Text —
-- Opening Marker --
# Is Brazil the next Venezuela?



## ND_ponyexpress_ (Mar 20, 2016)

https://www.theguardian.com/world/2016/jun/17/rio-de-janeiro-financial-emergency-olympic-games-2016


----------



## MisterMills357 (Apr 15, 2015)

Probably, and I think that there is a cascade of countries ready to fall; can America be much better off than Venezuela? 
What about Europe and Asia? 
The whole world is guilty of printing funny money, they sow to the wind and then they reap the whirlwind.

And the root of it is this--they thought that they could get away with it, and they would do as they pleased. Not in Gods world they won't.
All of mankind has become a pack of liars and thieves, and are lawless in ways. The rule book will have the final say-so, and it won't be pretty.

*RULE BOOK*
View attachment 17538

OK, I am done now.:glasses:


----------



## Smitty901 (Nov 16, 2012)

We will bail them out The games must go on.


----------



## Draq wraith (Oct 25, 2015)

From what I have been seeing in the news it pretty much will be the next Venezuela. Billions in debt borrowed Billon's more. Cannot dig out of it for anything.


----------



## Slippy (Nov 14, 2013)

Spend, spend, spend.

Getting the Olympics used to be a good thing. Lately it has been a financial disaster.


----------



## Operator6 (Oct 29, 2015)

I'm going to build a food truck out of an MRAP and sell bowls of soup in Brazil for an ounce of silver. Might even go to Venzuala.

Friend of mine here on the board inspired that idea.......


----------



## Smitty901 (Nov 16, 2012)

Seems on Old we don't want him Mitt was they guy that could not on fix it but bail the games out.


----------



## NotTooProudToHide (Nov 3, 2013)

Sounds like things are getting pretty bad down there.


----------



## Camel923 (Aug 13, 2014)

Operator6 said:


> I'm going to build a food truck out of an MRAP and sell bowls of soup in Brazil for an ounce of silver. Might even go to Venzuala.
> 
> Friend of mine here on the board inspired that idea.......


Venezuela will take the silver. That is why the upper and middle class people with any sense fled long ago.


----------



## Auntie (Oct 4, 2014)

Brazil has always had financial trouble. They have always had trouble with greedy politicians that steal from their constituents. They have always had a big divide between those that have and those that don't. Their criminal activity has been beyond bad for decades. Why the Olympic committee chose Brazil is beyond any logic. When it was announced that the Olympics would be held in Rio, I told my sister that they will run out of money and people will not realize what they are getting into when they go to Rio. 

Brazil has some very wonderful people, however, the government officials and the wealthy are so corrupt and interested in lining their own pockets they make the people in DC look like saints.


----------



## Smitty901 (Nov 16, 2012)
-- Closing Marker --
Records shown —
-- Opening Marker --
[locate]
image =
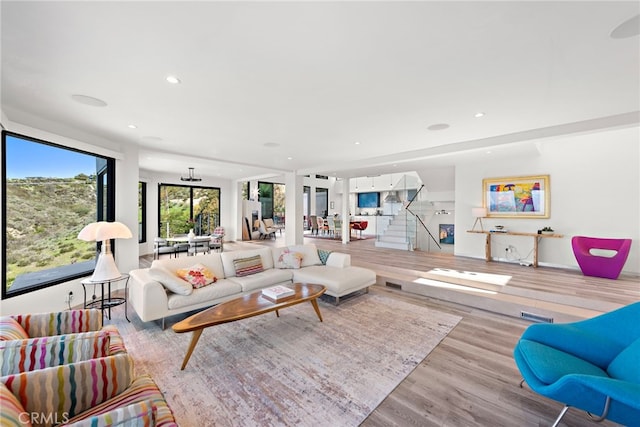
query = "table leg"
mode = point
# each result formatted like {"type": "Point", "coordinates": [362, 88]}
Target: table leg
{"type": "Point", "coordinates": [314, 303]}
{"type": "Point", "coordinates": [487, 248]}
{"type": "Point", "coordinates": [192, 345]}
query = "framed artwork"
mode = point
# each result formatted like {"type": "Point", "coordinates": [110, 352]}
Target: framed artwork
{"type": "Point", "coordinates": [517, 197]}
{"type": "Point", "coordinates": [447, 234]}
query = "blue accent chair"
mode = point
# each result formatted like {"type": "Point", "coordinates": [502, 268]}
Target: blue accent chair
{"type": "Point", "coordinates": [593, 364]}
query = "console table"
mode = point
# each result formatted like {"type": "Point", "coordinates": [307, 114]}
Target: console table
{"type": "Point", "coordinates": [536, 240]}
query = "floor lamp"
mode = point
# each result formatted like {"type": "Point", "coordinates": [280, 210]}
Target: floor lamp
{"type": "Point", "coordinates": [106, 268]}
{"type": "Point", "coordinates": [478, 213]}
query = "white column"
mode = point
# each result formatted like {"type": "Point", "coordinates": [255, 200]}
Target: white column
{"type": "Point", "coordinates": [346, 229]}
{"type": "Point", "coordinates": [294, 233]}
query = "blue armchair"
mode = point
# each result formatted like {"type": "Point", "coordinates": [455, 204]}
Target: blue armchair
{"type": "Point", "coordinates": [593, 364]}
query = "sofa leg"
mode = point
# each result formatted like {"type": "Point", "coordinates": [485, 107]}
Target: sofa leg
{"type": "Point", "coordinates": [564, 411]}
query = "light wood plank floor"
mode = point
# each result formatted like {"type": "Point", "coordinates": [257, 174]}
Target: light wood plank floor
{"type": "Point", "coordinates": [470, 379]}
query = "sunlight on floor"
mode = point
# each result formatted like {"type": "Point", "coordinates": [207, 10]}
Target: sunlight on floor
{"type": "Point", "coordinates": [494, 279]}
{"type": "Point", "coordinates": [437, 284]}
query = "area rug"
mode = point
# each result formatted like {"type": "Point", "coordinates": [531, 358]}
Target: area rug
{"type": "Point", "coordinates": [292, 370]}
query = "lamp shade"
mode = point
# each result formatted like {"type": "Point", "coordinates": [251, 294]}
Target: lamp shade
{"type": "Point", "coordinates": [479, 212]}
{"type": "Point", "coordinates": [105, 268]}
{"type": "Point", "coordinates": [103, 230]}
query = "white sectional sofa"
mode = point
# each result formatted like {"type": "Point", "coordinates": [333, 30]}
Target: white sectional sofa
{"type": "Point", "coordinates": [158, 291]}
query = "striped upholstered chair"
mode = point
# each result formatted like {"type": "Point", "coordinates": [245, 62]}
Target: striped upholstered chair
{"type": "Point", "coordinates": [38, 341]}
{"type": "Point", "coordinates": [100, 391]}
{"type": "Point", "coordinates": [40, 325]}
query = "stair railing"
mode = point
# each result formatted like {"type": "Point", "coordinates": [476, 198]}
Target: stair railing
{"type": "Point", "coordinates": [419, 220]}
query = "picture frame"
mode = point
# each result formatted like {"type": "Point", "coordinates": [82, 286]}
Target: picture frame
{"type": "Point", "coordinates": [447, 234]}
{"type": "Point", "coordinates": [517, 197]}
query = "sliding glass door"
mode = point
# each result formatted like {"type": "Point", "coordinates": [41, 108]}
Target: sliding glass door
{"type": "Point", "coordinates": [182, 208]}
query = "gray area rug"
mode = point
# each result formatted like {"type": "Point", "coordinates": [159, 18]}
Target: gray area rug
{"type": "Point", "coordinates": [292, 370]}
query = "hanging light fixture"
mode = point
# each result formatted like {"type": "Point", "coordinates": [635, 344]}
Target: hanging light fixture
{"type": "Point", "coordinates": [191, 178]}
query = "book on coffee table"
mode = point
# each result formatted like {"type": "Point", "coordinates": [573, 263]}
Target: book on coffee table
{"type": "Point", "coordinates": [277, 292]}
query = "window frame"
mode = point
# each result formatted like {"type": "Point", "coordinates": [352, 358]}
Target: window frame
{"type": "Point", "coordinates": [105, 210]}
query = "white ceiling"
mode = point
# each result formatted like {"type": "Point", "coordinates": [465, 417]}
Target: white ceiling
{"type": "Point", "coordinates": [317, 77]}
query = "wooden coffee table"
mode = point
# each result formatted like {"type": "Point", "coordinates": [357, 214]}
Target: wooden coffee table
{"type": "Point", "coordinates": [241, 308]}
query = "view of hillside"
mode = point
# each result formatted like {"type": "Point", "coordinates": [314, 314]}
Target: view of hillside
{"type": "Point", "coordinates": [44, 217]}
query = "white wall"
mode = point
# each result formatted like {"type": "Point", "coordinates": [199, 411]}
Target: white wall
{"type": "Point", "coordinates": [595, 189]}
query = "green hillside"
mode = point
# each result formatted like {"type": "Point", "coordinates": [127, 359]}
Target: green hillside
{"type": "Point", "coordinates": [44, 217]}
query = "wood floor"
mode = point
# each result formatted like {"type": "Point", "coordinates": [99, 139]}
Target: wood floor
{"type": "Point", "coordinates": [470, 379]}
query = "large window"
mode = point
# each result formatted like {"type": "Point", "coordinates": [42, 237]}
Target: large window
{"type": "Point", "coordinates": [181, 208]}
{"type": "Point", "coordinates": [50, 193]}
{"type": "Point", "coordinates": [142, 212]}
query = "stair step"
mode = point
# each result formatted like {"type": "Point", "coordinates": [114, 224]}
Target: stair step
{"type": "Point", "coordinates": [390, 245]}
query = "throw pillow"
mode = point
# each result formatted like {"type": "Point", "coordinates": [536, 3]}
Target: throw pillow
{"type": "Point", "coordinates": [198, 275]}
{"type": "Point", "coordinates": [170, 280]}
{"type": "Point", "coordinates": [12, 414]}
{"type": "Point", "coordinates": [248, 266]}
{"type": "Point", "coordinates": [324, 256]}
{"type": "Point", "coordinates": [10, 329]}
{"type": "Point", "coordinates": [289, 259]}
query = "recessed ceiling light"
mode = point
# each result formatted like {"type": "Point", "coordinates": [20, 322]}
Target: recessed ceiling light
{"type": "Point", "coordinates": [89, 100]}
{"type": "Point", "coordinates": [438, 126]}
{"type": "Point", "coordinates": [152, 138]}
-- Closing Marker --
Your tasks —
1. In the Brazil forum thread, what does Operator6 plan to build a food truck out of?
2. Resume the forum thread about Brazil's finances from the point where it stops.

Answer section —
1. An MRAP.

2.
Auntie said:


> Brazil has always had financial trouble. They have always had trouble with greedy politicians that steal from their constituents. They have always had a big divide between those that have and those that don't. Their criminal activity has been beyond bad for decades. Why the Olympic committee chose Brazil is beyond any logic. When it was announced that the Olympics would be held in Rio, I told my sister that they will run out of money and people will not realize what they are getting into when they go to Rio.
> 
> Brazil has some very wonderful people, however, the government officials and the wealthy are so corrupt and interested in lining their own pockets they make the people in DC look like saints.


 Are you sure that is Brazil , sounds a lot closer to home


----------



## Auntie (Oct 4, 2014)

Imagine Chicago on steroids, you have Rio.


----------



## FLPrepper (Jun 6, 2016)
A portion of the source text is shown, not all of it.